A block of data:

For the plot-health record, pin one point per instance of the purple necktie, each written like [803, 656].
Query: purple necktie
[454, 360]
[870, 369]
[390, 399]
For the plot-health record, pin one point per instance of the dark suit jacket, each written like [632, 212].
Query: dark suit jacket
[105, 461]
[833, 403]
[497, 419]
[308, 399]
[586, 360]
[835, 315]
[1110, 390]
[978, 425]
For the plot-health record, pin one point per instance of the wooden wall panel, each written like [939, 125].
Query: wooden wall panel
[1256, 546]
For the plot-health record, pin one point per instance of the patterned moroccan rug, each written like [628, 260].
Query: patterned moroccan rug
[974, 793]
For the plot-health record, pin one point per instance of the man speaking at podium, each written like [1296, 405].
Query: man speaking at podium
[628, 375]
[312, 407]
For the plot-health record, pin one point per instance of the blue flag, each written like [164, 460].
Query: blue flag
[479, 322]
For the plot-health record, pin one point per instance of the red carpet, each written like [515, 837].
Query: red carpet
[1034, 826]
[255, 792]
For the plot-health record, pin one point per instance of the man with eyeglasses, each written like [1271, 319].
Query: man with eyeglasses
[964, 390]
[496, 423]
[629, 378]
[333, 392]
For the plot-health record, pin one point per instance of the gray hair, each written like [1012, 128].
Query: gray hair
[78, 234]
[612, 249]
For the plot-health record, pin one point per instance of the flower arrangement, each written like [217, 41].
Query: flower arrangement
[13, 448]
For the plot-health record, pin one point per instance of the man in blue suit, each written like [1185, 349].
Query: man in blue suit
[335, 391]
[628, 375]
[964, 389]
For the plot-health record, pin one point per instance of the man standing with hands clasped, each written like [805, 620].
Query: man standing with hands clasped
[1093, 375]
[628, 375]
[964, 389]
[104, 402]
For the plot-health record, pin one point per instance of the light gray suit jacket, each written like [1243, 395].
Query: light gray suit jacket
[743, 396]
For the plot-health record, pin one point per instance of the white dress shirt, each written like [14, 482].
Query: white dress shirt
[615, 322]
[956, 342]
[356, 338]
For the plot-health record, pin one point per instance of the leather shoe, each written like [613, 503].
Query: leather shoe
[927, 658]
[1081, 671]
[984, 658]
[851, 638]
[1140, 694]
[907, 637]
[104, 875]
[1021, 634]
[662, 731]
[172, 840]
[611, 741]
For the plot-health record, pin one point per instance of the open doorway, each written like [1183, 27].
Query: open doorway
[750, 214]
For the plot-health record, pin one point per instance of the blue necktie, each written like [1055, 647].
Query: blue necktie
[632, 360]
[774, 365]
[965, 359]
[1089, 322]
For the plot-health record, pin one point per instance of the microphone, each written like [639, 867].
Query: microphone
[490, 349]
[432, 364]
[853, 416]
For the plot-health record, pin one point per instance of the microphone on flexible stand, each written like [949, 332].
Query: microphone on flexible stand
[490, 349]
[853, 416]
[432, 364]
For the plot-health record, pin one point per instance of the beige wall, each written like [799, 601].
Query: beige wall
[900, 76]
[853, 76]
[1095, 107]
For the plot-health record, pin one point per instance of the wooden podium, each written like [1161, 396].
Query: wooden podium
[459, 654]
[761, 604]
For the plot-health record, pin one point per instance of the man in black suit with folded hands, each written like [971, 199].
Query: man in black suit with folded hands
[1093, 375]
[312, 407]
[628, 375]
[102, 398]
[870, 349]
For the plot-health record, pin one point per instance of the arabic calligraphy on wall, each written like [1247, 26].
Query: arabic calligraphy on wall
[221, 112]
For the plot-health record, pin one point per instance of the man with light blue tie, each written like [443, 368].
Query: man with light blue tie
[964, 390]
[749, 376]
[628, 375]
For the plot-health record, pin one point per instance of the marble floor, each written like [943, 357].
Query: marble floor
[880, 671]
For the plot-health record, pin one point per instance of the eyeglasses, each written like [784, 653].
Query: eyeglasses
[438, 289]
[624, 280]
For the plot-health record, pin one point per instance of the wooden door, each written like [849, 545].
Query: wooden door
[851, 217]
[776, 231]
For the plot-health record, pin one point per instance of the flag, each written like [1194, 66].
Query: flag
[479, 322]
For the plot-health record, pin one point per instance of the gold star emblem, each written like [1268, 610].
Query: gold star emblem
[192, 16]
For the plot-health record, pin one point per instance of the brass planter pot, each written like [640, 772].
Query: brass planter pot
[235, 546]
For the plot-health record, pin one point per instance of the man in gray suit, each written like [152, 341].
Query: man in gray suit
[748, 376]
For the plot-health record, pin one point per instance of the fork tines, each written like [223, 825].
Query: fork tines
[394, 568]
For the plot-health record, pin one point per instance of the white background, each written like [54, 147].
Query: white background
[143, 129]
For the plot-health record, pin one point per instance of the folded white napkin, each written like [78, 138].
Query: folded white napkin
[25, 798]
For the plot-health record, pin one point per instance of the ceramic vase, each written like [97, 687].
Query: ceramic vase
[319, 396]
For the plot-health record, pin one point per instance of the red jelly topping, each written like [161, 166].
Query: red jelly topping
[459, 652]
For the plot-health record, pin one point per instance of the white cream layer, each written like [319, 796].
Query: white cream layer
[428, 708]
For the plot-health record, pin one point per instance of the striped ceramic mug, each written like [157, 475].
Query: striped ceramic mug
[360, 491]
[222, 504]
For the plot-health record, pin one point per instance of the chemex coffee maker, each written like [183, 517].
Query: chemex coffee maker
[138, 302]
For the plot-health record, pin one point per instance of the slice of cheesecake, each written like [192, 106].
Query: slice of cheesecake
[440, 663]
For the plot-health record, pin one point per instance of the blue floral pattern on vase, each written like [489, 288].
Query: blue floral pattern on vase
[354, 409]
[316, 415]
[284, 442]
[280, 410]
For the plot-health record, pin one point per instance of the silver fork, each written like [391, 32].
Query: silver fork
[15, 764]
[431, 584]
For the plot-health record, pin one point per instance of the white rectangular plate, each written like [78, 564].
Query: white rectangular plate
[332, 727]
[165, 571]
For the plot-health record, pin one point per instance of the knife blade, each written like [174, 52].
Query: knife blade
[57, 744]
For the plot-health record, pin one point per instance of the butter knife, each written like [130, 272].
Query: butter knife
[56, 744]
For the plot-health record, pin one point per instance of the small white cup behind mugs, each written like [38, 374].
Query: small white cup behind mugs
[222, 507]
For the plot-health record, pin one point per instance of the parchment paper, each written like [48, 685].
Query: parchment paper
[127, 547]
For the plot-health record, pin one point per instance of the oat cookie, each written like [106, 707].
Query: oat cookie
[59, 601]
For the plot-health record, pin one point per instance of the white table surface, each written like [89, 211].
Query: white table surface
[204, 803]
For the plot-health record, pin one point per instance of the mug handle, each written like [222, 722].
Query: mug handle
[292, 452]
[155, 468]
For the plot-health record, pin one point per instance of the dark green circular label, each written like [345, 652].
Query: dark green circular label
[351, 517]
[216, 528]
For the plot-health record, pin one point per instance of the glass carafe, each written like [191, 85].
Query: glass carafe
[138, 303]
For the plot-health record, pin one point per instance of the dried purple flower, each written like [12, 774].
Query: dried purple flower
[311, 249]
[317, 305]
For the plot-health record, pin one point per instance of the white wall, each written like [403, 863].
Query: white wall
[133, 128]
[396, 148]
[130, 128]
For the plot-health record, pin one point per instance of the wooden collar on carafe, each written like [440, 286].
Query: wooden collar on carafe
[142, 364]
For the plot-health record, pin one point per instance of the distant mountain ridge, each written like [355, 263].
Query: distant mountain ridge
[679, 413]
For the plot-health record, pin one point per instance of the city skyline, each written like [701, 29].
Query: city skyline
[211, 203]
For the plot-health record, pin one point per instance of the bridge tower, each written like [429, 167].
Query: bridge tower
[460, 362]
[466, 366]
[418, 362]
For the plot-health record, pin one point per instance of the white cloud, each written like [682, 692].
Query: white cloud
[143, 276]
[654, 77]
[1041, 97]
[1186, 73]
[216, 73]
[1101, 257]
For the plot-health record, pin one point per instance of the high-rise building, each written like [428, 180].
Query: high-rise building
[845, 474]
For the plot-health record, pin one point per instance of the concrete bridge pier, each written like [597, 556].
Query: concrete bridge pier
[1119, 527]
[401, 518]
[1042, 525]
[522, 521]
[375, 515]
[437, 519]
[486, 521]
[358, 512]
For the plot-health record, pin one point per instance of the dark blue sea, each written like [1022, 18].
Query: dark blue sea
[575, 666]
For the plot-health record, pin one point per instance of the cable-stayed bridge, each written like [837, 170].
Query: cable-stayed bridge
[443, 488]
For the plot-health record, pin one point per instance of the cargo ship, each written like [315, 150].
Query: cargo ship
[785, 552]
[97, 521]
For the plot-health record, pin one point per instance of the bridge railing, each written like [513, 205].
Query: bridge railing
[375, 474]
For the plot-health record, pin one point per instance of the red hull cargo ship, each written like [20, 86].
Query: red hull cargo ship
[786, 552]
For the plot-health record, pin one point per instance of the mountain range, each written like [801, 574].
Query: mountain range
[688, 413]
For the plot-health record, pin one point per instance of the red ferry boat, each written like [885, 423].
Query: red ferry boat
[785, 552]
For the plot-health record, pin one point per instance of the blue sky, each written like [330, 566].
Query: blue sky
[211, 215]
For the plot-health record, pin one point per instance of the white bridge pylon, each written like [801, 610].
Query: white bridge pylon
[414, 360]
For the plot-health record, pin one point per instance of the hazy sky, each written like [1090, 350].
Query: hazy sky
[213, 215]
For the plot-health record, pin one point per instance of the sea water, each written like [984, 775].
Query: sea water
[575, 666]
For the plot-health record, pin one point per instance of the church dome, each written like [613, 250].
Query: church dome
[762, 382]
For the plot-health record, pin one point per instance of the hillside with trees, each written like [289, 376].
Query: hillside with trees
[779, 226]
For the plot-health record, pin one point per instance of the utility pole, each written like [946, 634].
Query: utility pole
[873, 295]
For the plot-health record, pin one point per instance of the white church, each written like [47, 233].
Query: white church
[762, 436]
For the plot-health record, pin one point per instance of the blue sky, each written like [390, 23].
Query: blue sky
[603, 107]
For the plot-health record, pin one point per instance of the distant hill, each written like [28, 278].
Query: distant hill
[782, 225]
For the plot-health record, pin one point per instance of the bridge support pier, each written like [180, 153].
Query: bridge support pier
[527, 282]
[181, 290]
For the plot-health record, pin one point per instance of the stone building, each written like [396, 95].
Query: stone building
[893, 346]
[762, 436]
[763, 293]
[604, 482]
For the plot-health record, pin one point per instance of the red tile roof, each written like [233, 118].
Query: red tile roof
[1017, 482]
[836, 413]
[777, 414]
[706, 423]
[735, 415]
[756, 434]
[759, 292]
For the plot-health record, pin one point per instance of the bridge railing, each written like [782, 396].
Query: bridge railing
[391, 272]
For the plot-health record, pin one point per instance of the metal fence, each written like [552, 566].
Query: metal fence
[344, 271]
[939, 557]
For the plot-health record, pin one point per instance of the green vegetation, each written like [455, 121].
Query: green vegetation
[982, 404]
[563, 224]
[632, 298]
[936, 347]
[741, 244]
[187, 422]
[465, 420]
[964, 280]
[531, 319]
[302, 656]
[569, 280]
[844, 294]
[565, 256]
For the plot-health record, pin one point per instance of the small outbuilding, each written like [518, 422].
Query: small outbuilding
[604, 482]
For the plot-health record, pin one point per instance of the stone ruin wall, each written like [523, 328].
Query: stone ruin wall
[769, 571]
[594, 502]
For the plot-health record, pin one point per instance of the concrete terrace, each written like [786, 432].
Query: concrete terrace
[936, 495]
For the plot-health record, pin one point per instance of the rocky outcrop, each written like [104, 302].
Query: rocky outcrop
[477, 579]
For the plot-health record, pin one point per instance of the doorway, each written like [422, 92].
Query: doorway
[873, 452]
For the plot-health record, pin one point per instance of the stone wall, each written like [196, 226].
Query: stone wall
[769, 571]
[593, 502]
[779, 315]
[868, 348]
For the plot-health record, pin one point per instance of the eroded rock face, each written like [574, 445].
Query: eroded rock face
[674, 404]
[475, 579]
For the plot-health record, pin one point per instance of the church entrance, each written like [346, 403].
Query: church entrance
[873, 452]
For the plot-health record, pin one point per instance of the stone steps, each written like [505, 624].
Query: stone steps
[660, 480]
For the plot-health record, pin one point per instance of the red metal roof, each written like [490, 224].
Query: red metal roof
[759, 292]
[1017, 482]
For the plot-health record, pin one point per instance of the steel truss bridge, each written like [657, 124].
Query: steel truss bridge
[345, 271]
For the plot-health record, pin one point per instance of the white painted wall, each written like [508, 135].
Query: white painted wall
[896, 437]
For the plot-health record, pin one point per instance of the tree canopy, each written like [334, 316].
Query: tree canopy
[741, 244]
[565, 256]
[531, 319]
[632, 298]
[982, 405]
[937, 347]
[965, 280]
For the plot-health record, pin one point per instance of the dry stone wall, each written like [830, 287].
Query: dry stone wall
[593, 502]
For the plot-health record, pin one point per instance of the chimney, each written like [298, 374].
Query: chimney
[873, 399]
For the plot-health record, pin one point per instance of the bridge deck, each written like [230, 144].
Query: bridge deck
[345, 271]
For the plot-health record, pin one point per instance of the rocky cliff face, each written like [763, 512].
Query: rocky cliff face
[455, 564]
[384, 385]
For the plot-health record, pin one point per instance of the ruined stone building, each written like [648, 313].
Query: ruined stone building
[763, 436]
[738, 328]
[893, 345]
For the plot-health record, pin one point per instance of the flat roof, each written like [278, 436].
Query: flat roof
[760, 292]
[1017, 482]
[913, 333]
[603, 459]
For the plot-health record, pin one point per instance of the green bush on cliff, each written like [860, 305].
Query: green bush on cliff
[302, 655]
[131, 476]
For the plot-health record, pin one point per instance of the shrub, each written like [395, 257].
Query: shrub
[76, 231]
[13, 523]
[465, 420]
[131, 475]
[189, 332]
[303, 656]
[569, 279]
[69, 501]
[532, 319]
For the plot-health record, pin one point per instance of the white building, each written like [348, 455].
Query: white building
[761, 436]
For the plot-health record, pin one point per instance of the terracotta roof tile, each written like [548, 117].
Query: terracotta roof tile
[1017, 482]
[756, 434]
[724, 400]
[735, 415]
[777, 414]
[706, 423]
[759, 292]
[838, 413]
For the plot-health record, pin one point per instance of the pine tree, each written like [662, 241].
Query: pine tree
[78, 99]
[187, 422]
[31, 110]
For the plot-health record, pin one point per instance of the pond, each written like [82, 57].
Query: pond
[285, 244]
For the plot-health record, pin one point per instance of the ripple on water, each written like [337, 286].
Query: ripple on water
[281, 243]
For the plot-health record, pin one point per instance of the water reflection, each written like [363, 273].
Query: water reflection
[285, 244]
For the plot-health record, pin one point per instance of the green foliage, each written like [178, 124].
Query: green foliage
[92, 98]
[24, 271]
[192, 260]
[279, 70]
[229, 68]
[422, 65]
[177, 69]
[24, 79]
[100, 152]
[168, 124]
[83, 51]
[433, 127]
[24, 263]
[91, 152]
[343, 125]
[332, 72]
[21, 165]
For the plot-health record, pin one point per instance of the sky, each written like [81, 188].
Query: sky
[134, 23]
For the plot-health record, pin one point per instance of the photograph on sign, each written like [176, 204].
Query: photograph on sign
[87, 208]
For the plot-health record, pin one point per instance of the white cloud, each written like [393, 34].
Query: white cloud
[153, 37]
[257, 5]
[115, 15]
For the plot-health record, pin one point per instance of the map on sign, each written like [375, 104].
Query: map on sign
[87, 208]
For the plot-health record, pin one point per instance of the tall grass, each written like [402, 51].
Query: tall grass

Exercise aim:
Write out the lines above, starting at the line that contains "like [81, 188]." and ending with the final line, and nothing else; copy them exactly.

The answer:
For the plot-health record, pin one point per instance of the sky, each written like [81, 188].
Query: sky
[134, 23]
For the plot-health record, pin one point per instance of the photograph on sign, each written like [176, 204].
Query: photograph on sign
[87, 208]
For the plot-health record, pin one point per instance of the white cloud, each written like [393, 34].
Query: white cloud
[153, 37]
[257, 5]
[115, 15]
For the plot-health record, pin one point per instance of the map on sign, each written like [375, 104].
Query: map on sign
[87, 208]
For the plot-health record, pin one point per instance of the tall grass, each written like [402, 51].
Query: tall grass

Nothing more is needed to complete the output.